*作業内容*
「Batch annotation spec — class name: building」を含む行から始まり「[994,329,1042,339]」を含む行で終わる範囲を、両端の行も含めて一字一句変えずに出力してください。

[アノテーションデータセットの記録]
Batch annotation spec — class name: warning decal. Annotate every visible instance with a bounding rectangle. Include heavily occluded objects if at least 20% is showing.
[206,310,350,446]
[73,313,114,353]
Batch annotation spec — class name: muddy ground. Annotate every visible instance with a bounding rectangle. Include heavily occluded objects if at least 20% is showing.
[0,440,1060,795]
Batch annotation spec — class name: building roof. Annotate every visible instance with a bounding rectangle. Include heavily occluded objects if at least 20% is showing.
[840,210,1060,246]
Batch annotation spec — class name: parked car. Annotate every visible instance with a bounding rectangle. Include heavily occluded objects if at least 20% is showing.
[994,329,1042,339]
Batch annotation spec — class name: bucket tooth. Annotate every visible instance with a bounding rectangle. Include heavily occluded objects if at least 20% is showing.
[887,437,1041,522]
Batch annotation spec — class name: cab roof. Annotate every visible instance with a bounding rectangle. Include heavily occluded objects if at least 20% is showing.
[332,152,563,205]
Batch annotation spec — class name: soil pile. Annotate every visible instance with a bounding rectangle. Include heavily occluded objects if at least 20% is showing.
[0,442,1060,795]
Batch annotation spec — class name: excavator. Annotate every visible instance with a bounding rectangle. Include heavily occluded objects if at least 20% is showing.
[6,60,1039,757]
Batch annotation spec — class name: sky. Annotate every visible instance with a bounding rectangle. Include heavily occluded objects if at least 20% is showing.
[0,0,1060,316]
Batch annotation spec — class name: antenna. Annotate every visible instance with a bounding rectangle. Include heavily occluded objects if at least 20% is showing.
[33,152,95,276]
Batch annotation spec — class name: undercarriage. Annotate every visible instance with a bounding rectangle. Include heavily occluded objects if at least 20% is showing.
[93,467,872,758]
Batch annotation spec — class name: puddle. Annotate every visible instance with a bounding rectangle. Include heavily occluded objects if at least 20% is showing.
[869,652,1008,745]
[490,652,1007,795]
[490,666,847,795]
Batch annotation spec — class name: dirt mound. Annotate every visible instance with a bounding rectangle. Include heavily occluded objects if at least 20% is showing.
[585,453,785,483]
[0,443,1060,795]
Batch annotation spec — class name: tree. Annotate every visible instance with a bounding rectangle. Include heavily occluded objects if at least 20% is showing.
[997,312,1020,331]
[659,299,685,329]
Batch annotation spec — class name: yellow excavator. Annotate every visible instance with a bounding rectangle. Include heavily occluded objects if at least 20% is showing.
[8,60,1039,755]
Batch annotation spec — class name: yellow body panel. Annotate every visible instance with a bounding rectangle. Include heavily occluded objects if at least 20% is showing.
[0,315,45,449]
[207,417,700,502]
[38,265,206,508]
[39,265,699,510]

*作業結果*
Batch annotation spec — class name: building roof. Annotate every visible instance with a bounding rectangle. Include heavily occluded objects if at least 20% is showing.
[840,210,1060,246]
Batch annotation spec — class name: parked car. Annotate every visible instance with a bounding rectangle. Include heavily occluded objects if at least 20% is showing.
[994,329,1042,339]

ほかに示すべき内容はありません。